And there are many people in their late 30s, early 40s, who were sales reps, media buyers, planners, who were part of this web, this infrastructure that we all use today. But things change over the years. Maybe it's having families, or running the family, or other types of activities. And we’re seeing less and less women who were part of the beginning of the web, because most of us happened to be single. We happen to not be married. And we had all the time in the world. But what I noticed as I got older, the space to me still hasn't been able to keep up with the creative needs of a working woman, a mother. And even if a woman isn't a mother, I have many single girlfriends who literally helped make the web what it is today, but just not getting that same type of experience or opportunities that our male counterparts may have had, in general, with the web. When it comes to joining a startup, or running big divisions, or if you do happen to be a working mom, having the ability to have work share, or a creative environment, or director, or boss that will enable you to have more of a flexible schedule to handle what needs to be handled at home while still running your job.
My husband and I, Michael, we always had a creative setup where we decided to always have someone with the kids, and ended up being for a good portion of my career, Michael was at home running things with our children, and running his consultancy out of the house. And that's really how I was able to get so much experience and thrive, is I was always present. I always knew that the kids were taken care of and whatnot. But I still felt like I had to keep pushing in terms of being a woman in this space.
And this isn't to dabble with men versus women. But there's definitely – A lot has been done the last few years, for women and minorities, quite frankly, within the tech space. But when it comes to the digital world of web 1.0 to 2.0, there's been a drop off with the women who helped make it happen, that I don't see them as much as I used to, because of life or opportunities that just did not present themselves as they would have in other ways, other divisions.
[00:26:40] JB: So many questions I want to ask around this. Do you think it's a structural thing that – do you think professional women are opting out at a certain point? Or do you think the opportunities aren't there? So for someone, I've never experienced that. I've had all the privileges you can just about imagine. So I've had relatively – I've not had those extra baggage to carry on my journey. So for someone who has never experienced anything like that, do you think it's structural? Do you think they're opting out? Do you think – What are the things that I wouldn't see, especially as a leader? Like what wouldn't I see that women are experiencing that I should?

========================

Extend the interview about women who helped build the early web, beginning right after its final sentence. The material that comes after this interview is separate from it.

DATA PROVIDED:
========================

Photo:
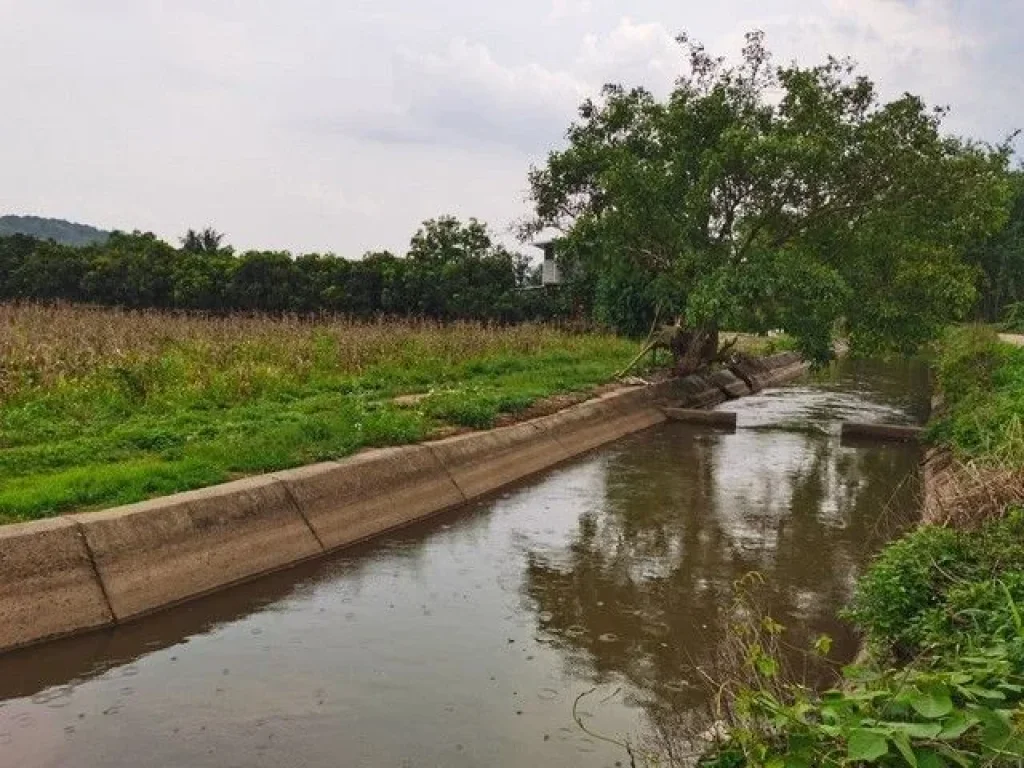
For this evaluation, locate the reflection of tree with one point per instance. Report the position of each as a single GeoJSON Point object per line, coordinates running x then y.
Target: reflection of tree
{"type": "Point", "coordinates": [645, 587]}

========================

THE RESPONSE:
[00:27:23] BB: I think, structurally, it's getting better. I think, structurally, a younger woman who's in her late 20s, early 30s, I do think more companies have those solutions in place for longer pay time off, a creative work schedule. I think today it exists way more than it did before. I have a coworker at Orbitz who was so pregnant walking from the train to work because she was given no extra leeway to have her baby. And she did not want to lose out on work. And she had that fear of being incredibly pregnant and leaving work too early. So at that point, that was structural. I think early on, I do think in the late 90s, in the 2000s, it was structural. Because as consumers, this is who you saw making everything.
The wonderful guys in Palo Alto, the guys from HP in the garage, men; Steve Jobs, a dude; Mark Zuckerberg, a guy with a hoodie from Harvard making this hot or not list in an effect. That's what you saw from a tactical standpoint. And really, women existed, but you didn't see them as much. Oh, she's from Michigan. Meg Whitman. Meg Whitman. You knew of Meg. You knew of Carly Fiorina in terms of leadership and executives at tech companies. But you didn't see a lot of women creating the thing. And back then, I definitely think it was structural.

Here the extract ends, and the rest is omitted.